Instead of being heard and believed, children are subjected to a form of litigation abuse, being dragged into the offices of lawyers and psychologists, where they are worn down until they tell these professionals what they want to hear: maybe the violence was not that bad, maybe they were just telling Mum what she wanted to believe, and maybe they would be better off at Dad’s house.
In Aotearoa, Family Court is a private court with strict secrecy rules and criminal punishments for unauthorised disclosures of information. If victims discuss their own proceedings publicly, they can be charged with contempt or “scandalising” the court. In the United States, where freedom of expression tends to be more absolute, there has recently been a flurry of media coverage of the effect that this pseudo-syndrome is having on child victims.
In Utah this year, a family court determined that two teenagers were “alienated” from their father by their mother and ordered them into his sole care, even though state welfare officials investigated and substantiated their claims that he sexually and emotionally abused them and referred the case for criminal investigation. Their father claimed their mother was the real perpetrator, “maltreating” them with her “abuse narrative”.
The court concluded the children’s disclosures were a “false narrative” from which the children needed to be rescued and ordered them to live with their father. The court also recommended they be sent to an expensive “reunification camp” to be reprogrammed. The kids responded by barricading themselves in a bedroom and livestreaming their ordeal to hundreds of thousands of followers on TikTok. In response to a flurry of public criticism, the family court has temporarily suspended its contact order, and police have begun investigating the father for child abuse.

What is expected → Reproduce the family court excerpt word for word from "The court concluded" up to and including "for child abuse.". The lines after this point are separate material and have no connection to the family court excerpt.

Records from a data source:
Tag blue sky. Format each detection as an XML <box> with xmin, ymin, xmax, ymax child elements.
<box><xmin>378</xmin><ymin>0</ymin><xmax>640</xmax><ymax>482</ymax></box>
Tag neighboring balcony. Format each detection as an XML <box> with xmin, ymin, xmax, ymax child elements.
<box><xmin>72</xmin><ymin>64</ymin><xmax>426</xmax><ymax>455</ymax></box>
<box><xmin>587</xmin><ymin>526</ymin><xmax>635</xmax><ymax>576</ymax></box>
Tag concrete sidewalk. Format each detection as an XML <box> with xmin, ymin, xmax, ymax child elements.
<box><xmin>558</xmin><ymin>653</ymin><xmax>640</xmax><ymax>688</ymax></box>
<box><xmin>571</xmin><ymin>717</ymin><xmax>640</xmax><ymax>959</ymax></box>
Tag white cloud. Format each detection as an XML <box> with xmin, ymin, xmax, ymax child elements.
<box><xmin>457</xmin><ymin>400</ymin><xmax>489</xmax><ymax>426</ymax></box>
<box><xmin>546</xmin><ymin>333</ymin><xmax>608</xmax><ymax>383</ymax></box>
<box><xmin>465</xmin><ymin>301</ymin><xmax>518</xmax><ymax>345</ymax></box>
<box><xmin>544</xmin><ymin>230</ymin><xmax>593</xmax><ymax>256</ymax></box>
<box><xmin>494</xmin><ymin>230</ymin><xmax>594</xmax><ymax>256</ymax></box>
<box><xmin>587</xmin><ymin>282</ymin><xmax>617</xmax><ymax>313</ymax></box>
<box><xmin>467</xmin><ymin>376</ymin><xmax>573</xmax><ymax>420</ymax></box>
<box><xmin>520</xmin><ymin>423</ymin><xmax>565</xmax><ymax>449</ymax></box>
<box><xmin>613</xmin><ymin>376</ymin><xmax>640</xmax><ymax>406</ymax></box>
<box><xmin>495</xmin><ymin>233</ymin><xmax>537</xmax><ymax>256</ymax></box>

Result below →
The court concluded the children’s disclosures were a “false narrative” from which the children needed to be rescued and ordered them to live with their father. The court also recommended they be sent to an expensive “reunification camp” to be reprogrammed. The kids responded by barricading themselves in a bedroom and livestreaming their ordeal to hundreds of thousands of followers on TikTok. In response to a flurry of public criticism, the family court has temporarily suspended its contact order, and police have begun investigating the father for child abuse.